> [Written instruction]
How would you render the sentence "This period took place between frat days and hippy days." from the nickname memoir below in Spanish?

> [Text passage]

My friend George Holmes loved shouting out “here comes Tuna Fish” up at the corner of Keele and Eglinton during my greaseball period. This period took place between frat days and hippy days. Around town in my greaseball days that name C Tuna was recognizable up in the Junction, over on St Clair at Blackthorn and as well at Lansdowne and St Clair, also farther west towards Jane and Wilson and in Weston proper. I suppose the greasers up at Dufferin and Eglinton like Kenny Tanaka and Danny MacDonald had also known my AKA. It wasn’t that I was a prize fighter or anything a moniker was more a Title like that of a knight or a duke, sort of a right of passing, like a coming of age. Lots of guys had nick names just like the TV gangsters of the day, or the good guy bad guys in cowboy films. Names that quickly come to mind are, Hook, Coop de Grassser, Gooch, Scarecrow, Mars, Jake the Snake, Crazy Ivan, Fat Jack Hamilton, Mod, Vern the Tern, Dump, Butler, The Kid, Toot, Count, one guy, my friend Dave Wellwood had several nick names, The Goat, News, The General, Pee Wee and on and on.
Chassly Gangbusters was a favourite of the Hook and Coop years, Herbie used to like calling me Storch it was his invention he’d say it ‘Storch’ then back off a few steps in case I’d give him a smack, I always gave him a nasty sneer when he called me that. Charlie, Chuck, Chas, but almost never Charles. My name comes from a friend of my dads, Charles Bishop who died in the second war. Lately Schmiddy has been calling me the Kaliph of Keene which I really like. In the tradition of moms father Leon Yamel, actually Noel Lemay I’ve often tagged myself as Selrahc Yrogerg, this dates back to my saying words backwards while I waited to get on the field at the Smythe Park baseball league.
After a few days in the ward I could almost feel the drugs leaving my system and after two or three weeks I’d never been so clean, voluntarily. Even when I had the Hepatitis at Rochdale earlier that winter I was toking the finest hash and bud available. I must admit there was a new clarity to my mental comprehension, I could not adjust myself with other substances, alcohol included.

(Location annotation dataset excerpts)
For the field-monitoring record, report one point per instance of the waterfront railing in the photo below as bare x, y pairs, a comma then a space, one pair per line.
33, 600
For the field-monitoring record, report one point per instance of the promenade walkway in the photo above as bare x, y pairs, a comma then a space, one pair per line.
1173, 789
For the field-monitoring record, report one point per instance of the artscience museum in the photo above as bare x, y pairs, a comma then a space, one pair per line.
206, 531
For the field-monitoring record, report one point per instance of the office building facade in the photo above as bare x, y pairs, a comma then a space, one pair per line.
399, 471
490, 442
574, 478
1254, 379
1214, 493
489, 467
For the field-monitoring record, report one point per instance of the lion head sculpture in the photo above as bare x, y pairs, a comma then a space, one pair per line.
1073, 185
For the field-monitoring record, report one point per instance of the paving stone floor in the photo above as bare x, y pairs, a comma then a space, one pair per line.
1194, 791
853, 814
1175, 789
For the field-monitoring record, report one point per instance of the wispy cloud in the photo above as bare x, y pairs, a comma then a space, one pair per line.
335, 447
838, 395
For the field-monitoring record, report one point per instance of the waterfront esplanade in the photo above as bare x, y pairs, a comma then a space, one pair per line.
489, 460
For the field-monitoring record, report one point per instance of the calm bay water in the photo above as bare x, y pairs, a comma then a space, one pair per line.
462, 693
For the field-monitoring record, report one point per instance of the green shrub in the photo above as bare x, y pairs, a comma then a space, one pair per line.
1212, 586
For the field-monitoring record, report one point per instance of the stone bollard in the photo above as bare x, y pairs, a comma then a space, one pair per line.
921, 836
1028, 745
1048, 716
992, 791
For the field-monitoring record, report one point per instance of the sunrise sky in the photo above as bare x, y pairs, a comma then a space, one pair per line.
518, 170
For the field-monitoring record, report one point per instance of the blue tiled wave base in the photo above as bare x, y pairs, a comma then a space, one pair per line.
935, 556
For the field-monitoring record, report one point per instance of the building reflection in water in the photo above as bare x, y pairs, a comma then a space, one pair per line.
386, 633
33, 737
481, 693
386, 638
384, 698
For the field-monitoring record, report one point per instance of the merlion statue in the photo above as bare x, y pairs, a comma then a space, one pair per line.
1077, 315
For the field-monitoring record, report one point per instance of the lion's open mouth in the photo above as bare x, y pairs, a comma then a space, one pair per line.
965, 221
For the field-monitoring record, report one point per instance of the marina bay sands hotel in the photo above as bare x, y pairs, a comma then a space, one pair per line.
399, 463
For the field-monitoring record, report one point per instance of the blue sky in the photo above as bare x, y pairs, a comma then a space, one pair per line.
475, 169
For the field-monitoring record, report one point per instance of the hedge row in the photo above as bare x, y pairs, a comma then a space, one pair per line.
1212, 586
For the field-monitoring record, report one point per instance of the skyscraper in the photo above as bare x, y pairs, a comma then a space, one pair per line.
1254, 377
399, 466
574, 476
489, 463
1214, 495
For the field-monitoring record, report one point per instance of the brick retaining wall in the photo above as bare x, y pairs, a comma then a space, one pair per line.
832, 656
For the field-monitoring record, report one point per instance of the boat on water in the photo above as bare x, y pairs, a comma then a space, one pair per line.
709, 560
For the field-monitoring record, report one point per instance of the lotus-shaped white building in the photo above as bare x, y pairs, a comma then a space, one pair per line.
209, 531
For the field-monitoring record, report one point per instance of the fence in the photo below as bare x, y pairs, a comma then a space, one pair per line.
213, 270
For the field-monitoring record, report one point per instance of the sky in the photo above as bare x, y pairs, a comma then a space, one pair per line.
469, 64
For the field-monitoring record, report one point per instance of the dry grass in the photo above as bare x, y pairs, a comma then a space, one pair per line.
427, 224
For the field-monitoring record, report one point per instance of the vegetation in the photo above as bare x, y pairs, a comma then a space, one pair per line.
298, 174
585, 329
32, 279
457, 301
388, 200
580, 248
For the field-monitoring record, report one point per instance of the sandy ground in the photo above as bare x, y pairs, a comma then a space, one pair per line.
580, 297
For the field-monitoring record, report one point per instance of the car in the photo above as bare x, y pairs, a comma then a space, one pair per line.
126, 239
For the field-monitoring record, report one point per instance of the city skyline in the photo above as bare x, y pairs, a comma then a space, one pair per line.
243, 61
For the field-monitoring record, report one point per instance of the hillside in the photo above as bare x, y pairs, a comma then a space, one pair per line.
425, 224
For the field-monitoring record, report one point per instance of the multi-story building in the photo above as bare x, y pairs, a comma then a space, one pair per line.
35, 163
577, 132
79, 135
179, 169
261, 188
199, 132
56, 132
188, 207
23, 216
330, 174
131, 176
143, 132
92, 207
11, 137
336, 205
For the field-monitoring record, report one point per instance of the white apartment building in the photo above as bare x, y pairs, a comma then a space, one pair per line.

> [Solution below]
Este período transcurrió entre los días de la fraternidad y los días hippies.